*** Opening EXCERPTED TEXT ***
This year the Herald’s award-winning newsroom produced a range of first-class journalism, including investigating the state of our mental health in the Great Minds series, how NZ can rebuild stronger post-Covid with The New New Zealand and how to minimise the impact of living in an Inflation Nation.
We also tackled our literacy crisis in our Reading Block series, while dogged investigative reporting by Kate McNamara resulted in an investigation into the awarding of contracts to businesses associated with family members of Cabinet minister Nanaia Mahuta.
The following are 22 of the best-read Premium articles in 2022.
Could we have saved Cassandra?
Caroline Fausett was making dinner one night when she saw her daughter take off again.
It was just before 7pm on a Friday in May 2019. At their family’s home on a quiet, semi-rural street in South Auckland, 17-year-old Cassandra had become agitated after a conversation with her father, Steve, and stormed out through a side door. Caroline called out to her daughter to come back, but she didn’t stop.
Caroline felt a knot in her stomach. It was happening again.
“Please be safe,” Caroline texted her daughter. “Love you. Ring me when you’ve had some space and I’ll come get you.”
Cassandra — 1.6 metres tall, thin, blonde hair pulled back in a ponytail, usually dressed in sporty clothes — might have struck anyone who didn’t know her well as a teenager with everything going for her. Vivacious and smart, academically driven, a talented athlete. Her parents were adoring and attentive. Teachers and coaches talked about her with pride.
In the past two years, however, Cassandra had endured a catastrophic spiral into mental illness. A parade of psychiatrists had given her a long list of diagnoses that included anxiety, obsessive-compulsive disorder, depression, anorexia, and borderline personality disorder. She had been prescribed so many medications her parents could hardly recall them all; she had spent dozens of hours in therapy. And she kept getting worse.
Why couldn’t she be saved?
Power List: The top 25 supermarket owners
Supermarket ownership is a path to wealth like few others but it’s by no means an easy ride or a given right for those who have grocery retailing in their blood. Duncan Bridgeman uncovers 25 of the top Foodstuffs owner operators and finds out what it takes to get there.
The inheritance trap
Kiwis who have fallen out with a parent and are cut out of their inheritance may not be able to contest the will under wide-ranging recommendations that will form a new Inheritance (Claims Against Estate) Act.
But some step-children may be able to claim against a step-parent’s estate; and the courts could have greater ability to recover the deceased’s assets if they fall outside the estate, for example in trusts.
The recommendations are among 140 in a report by the Law Commission, which was charged by the Government with reviewing New Zealand’s outdated inheritance laws. The review of the out-of-date and out-of-touch laws was long overdue, with many of the statutes now more than 70 years old. Among issues they fail to take into account is complex blended families as a result of re-partnering.
Police seek assets linked to Head Hunter
Members and associates of the Head Hunters give 20 per cent of their criminal earnings to the gang - a portion of which flows into the coffers of the alleged president - according to the police investigation trying to seize $10 million worth of assets.
*** Closing EXCERPTED TEXT ***
*** Opening DATA ***
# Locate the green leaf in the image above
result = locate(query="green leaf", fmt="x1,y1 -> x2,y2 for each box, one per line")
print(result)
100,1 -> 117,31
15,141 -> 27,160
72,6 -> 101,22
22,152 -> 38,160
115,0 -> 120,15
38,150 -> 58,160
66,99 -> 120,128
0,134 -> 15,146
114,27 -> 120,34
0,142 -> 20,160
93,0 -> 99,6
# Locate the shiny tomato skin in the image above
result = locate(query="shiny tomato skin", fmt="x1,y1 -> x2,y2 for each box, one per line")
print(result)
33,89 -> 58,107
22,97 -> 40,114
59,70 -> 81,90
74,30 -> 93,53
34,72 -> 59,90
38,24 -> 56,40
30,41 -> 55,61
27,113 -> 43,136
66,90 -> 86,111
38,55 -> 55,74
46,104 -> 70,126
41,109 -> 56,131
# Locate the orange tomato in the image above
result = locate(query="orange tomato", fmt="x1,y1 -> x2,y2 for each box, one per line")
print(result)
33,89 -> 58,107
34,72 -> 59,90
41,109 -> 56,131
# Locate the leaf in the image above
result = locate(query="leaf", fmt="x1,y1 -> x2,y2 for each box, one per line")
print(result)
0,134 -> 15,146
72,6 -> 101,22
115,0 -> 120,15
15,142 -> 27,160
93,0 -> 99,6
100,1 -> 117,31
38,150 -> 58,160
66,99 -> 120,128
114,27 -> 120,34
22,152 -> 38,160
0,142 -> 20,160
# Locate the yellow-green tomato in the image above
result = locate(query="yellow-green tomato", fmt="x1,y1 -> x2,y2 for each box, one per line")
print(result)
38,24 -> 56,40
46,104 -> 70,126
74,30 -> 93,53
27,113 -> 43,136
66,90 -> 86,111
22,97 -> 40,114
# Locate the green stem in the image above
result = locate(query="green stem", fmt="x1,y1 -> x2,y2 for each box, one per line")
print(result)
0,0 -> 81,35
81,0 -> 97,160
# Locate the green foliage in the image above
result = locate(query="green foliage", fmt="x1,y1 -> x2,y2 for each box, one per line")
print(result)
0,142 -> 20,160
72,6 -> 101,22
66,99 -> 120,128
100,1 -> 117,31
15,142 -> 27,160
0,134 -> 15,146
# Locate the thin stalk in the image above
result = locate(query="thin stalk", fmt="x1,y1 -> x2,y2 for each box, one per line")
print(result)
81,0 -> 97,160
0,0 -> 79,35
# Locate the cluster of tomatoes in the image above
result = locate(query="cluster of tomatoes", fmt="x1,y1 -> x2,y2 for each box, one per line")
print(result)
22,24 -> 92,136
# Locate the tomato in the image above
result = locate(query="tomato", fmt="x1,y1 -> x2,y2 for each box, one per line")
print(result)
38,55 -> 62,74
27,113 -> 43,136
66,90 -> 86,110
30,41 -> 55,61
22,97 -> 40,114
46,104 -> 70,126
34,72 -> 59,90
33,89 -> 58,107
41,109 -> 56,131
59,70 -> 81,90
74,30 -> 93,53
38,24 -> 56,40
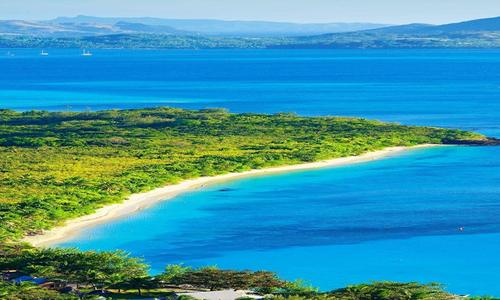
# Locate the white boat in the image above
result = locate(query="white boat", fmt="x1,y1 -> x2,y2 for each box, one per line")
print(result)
82,49 -> 92,56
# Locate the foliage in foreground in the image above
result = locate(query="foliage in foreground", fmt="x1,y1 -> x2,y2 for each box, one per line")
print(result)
0,245 -> 493,300
0,108 -> 484,241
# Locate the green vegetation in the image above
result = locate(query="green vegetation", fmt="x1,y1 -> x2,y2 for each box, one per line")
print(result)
0,108 -> 485,241
0,244 -> 494,300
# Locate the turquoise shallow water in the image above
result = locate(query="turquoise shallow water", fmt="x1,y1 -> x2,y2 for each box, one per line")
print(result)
0,49 -> 500,295
62,147 -> 500,294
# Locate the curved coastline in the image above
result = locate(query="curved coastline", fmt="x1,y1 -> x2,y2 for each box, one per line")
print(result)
23,144 -> 440,247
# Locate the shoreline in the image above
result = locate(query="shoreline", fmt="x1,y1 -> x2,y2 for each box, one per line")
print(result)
22,144 -> 439,247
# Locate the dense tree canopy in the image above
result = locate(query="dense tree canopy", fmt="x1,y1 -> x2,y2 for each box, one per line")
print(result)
0,108 -> 484,240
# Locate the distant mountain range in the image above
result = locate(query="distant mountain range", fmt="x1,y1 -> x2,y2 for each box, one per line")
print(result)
0,16 -> 500,49
360,17 -> 500,35
0,16 -> 389,37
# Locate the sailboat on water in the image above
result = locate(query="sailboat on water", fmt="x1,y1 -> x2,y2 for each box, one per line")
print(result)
82,49 -> 92,56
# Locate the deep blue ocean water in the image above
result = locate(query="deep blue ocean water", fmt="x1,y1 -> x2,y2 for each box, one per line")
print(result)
0,49 -> 500,295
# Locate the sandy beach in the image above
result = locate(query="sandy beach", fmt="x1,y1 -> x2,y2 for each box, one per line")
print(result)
*** Closing DATA ***
- **PROBLEM DETAILS**
Say whether each statement agrees with the text on the Herald's best-read 2022 articles, answering yes or no and quoting the words from the text that decide it. (a) Cassandra was 17 when she left the house after talking with her father. (b) The Law Commission report contains 22 recommendations. (c) Head Hunters members and associates give 10 per cent of their criminal earnings to the gang.

- **WRITTEN RESPONSE**
(a) Yes: "17-year-old Cassandra had become agitated after a conversation with her father, Steve, and stormed out through a side door."
(b) No: "The recommendations are among 140 in a report by the Law Commission"
(c) No: "Members and associates of the Head Hunters give 20 per cent of their criminal earnings to the gang"